(WHAT IS NEEDED): Edit the material below so that every "Indicate" becomes "Mark", changing nothing else, and leave the pictures out of your answer.

===== STORED ROWS =====

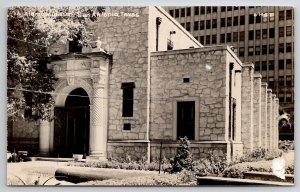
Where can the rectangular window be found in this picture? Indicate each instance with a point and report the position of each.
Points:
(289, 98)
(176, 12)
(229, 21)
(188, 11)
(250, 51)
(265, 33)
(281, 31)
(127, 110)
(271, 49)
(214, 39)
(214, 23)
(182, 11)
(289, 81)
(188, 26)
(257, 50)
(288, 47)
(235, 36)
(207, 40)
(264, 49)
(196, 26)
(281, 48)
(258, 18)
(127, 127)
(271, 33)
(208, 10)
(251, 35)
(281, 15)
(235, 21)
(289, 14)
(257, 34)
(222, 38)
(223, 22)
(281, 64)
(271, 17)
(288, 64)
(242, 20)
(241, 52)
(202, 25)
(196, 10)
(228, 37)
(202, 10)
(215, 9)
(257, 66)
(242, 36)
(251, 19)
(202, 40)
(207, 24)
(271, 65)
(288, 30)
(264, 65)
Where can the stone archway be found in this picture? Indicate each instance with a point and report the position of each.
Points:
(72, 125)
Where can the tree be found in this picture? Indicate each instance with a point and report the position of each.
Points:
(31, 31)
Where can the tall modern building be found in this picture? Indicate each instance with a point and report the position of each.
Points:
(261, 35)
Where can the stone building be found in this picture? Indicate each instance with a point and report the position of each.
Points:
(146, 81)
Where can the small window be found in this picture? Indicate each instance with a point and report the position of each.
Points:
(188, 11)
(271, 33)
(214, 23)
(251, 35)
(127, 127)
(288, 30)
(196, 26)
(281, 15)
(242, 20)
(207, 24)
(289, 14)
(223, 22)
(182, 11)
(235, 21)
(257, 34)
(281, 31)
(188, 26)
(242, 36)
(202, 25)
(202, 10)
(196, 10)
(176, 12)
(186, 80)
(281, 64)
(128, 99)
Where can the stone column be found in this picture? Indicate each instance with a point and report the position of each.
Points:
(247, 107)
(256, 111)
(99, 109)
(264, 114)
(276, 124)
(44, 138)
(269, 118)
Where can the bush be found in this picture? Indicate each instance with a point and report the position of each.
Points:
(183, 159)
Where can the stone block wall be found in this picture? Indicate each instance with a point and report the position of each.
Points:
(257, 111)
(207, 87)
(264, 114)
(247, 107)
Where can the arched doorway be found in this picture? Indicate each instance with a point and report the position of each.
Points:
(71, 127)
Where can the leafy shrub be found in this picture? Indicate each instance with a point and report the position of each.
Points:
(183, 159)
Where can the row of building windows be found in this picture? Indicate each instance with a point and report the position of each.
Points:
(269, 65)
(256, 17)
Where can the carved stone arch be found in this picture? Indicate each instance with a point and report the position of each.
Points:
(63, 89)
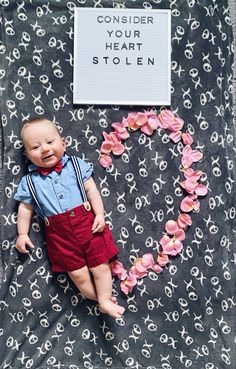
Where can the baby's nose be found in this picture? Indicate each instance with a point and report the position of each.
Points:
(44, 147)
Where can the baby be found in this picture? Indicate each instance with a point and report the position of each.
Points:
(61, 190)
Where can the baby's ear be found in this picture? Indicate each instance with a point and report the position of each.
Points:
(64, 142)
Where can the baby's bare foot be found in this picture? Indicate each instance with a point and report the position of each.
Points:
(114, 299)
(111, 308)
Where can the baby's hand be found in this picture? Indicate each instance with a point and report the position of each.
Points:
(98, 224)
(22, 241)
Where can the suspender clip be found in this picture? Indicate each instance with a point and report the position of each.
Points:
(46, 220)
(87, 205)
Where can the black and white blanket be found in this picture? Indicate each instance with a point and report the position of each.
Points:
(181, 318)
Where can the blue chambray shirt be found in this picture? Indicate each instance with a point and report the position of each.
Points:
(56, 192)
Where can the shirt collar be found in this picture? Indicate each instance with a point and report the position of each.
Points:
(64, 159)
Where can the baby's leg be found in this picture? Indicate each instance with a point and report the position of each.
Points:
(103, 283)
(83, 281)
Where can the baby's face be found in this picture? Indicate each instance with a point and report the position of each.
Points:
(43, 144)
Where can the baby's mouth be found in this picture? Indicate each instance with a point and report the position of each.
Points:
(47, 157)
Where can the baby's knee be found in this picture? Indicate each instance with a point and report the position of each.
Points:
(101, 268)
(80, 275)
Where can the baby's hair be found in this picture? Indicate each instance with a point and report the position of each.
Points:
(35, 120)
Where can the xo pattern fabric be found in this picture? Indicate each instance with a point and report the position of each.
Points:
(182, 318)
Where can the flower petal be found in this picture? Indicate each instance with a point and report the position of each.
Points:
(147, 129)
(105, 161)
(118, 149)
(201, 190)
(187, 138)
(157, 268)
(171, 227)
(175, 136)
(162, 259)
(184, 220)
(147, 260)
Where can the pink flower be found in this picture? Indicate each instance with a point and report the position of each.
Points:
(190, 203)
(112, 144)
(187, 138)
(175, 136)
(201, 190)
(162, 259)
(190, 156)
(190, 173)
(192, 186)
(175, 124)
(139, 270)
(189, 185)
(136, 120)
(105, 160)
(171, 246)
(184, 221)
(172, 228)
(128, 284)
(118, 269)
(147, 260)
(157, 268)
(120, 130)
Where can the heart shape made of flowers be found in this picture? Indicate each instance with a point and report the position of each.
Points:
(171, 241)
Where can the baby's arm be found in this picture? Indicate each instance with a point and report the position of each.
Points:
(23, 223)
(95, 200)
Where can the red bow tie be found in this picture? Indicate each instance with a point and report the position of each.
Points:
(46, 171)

=====

(SOLUTION TO THIS PROBLEM):
Where can the rectangular window be found in this picture? Mark each instance with a point and report the position of each.
Points:
(289, 98)
(176, 12)
(229, 21)
(188, 11)
(250, 51)
(265, 33)
(281, 31)
(127, 110)
(271, 49)
(214, 39)
(214, 23)
(182, 11)
(289, 81)
(188, 26)
(257, 50)
(288, 47)
(235, 36)
(207, 40)
(264, 49)
(196, 26)
(281, 48)
(258, 18)
(127, 127)
(271, 33)
(208, 10)
(251, 35)
(281, 15)
(235, 21)
(289, 14)
(257, 34)
(222, 38)
(223, 22)
(281, 64)
(271, 17)
(288, 64)
(242, 20)
(241, 52)
(202, 25)
(196, 10)
(228, 37)
(202, 10)
(215, 9)
(257, 66)
(242, 36)
(251, 19)
(202, 40)
(207, 24)
(271, 65)
(288, 30)
(264, 65)
Where can the stone archway be found in this picture? Mark each instance with a point and report the position of each.
Points:
(72, 125)
Where can the tree be found in this picture? Mark each instance with a point and report the position of each.
Points:
(31, 31)
Where can the tall modern building be found in this picture? Mark each instance with a point and report the position of each.
Points:
(261, 35)
Where can the stone building be found in this picture? Mark each instance with a point and report the position of each.
Points:
(146, 81)
Where can the small window be found in this picture? Mark each instance with a point and report the position of each.
Points:
(188, 11)
(271, 33)
(214, 23)
(251, 35)
(127, 127)
(288, 30)
(196, 26)
(281, 15)
(242, 20)
(207, 24)
(289, 14)
(223, 22)
(182, 11)
(235, 21)
(257, 34)
(281, 31)
(188, 26)
(242, 36)
(202, 25)
(202, 10)
(196, 10)
(176, 12)
(186, 80)
(281, 64)
(128, 99)
Where can the stone column be found in this picture? Mark each instance with a point and report the position of each.
Points:
(247, 107)
(256, 111)
(99, 109)
(264, 114)
(276, 124)
(44, 138)
(269, 118)
Where can the bush be found in this picture? Mark each instance with a point and report the position of each.
Points:
(183, 159)
Where can the stone block wall be found in this picture? Mark each instance with a point and report the position of each.
Points:
(257, 111)
(207, 87)
(264, 114)
(247, 107)
Where can the arched doorway be found in this picture? Mark each instance with a point and report the position of each.
Points:
(71, 127)
Where can the leafy shrub be found in this picture? Mark each instance with a point and report the position of each.
Points:
(183, 159)
Where can the row of building windows be found in this picture? Mark each instance with a point and report the position of each.
Points:
(269, 65)
(256, 17)
Where can the carved stone arch be found in this picture? Mark each instance with a point and report the position of each.
Points:
(63, 89)
Where can the baby's nose be found in this picture? Mark each instance with a point and report the position of each.
Points:
(44, 147)
Where can the baby be found in this picture? Mark each instance with a point and report the position of each.
Points:
(61, 190)
Where can the baby's ear be found in this picture? Mark each instance with a point and report the position of each.
Points:
(64, 142)
Where can the baby's bare foot be found in this picture? Mark each instance with a point and report the position of each.
Points:
(114, 299)
(111, 308)
Where can the baby's hand be found in this picture? Mark each instance with a point and report the position of each.
Points:
(98, 224)
(22, 241)
Where can the suspender clip be found in this picture? Mark each instance with a point and report the position of each.
Points:
(46, 220)
(87, 205)
Where can the black and white blanket be found in this picture? Mark each instance with a point and report the position of each.
Points:
(181, 318)
Where can the blue chambray shirt be found in this picture? Mark each instance with a point and report the position of each.
Points:
(56, 192)
Where can the shirt collar be found in this picture? Mark each instance with a point and report the position of each.
Points:
(64, 159)
Where can the baby's leg be found in this picture? Mark each instance with a point and report the position of each.
Points:
(103, 283)
(83, 281)
Where can the baby's face be found in this picture? Mark each instance with a point and report the position of each.
Points:
(43, 144)
Where can the baby's mouth be found in this picture? Mark each instance with a point and report the position of each.
Points:
(47, 157)
Where can the baby's knee be found in this picture? Mark each instance with a point and report the position of each.
Points:
(101, 268)
(80, 275)
Where can the baby's hair be found in this picture? Mark each instance with a point and report the position of each.
Points:
(35, 120)
Where can the xo pattern fabric be found in this picture? Mark each instance with a point and report the position of each.
Points:
(182, 318)
Where can the flower petal be found in this picture? Mark each instance with a point and report the position of each.
Points:
(147, 129)
(105, 161)
(118, 149)
(201, 190)
(187, 138)
(157, 268)
(171, 227)
(175, 136)
(162, 259)
(184, 220)
(147, 260)
Where can the pink flower be found in this picture? Mark each instance with a point and report the position of each.
Points:
(190, 203)
(112, 144)
(187, 138)
(175, 136)
(201, 190)
(162, 259)
(190, 156)
(190, 173)
(192, 186)
(175, 124)
(139, 270)
(189, 185)
(136, 120)
(105, 160)
(171, 246)
(184, 221)
(172, 228)
(128, 284)
(118, 269)
(147, 260)
(157, 268)
(120, 130)
Where can the heart shape made of flowers be found in this picture? Mark each instance with a point and report the position of each.
Points:
(171, 241)
Where can the baby's arm be found in this picture? Mark each instance with a point and report the position of each.
Points:
(23, 223)
(95, 200)
Where can the red bow tie be found in this picture? Mark each instance with a point and report the position of each.
Points:
(46, 171)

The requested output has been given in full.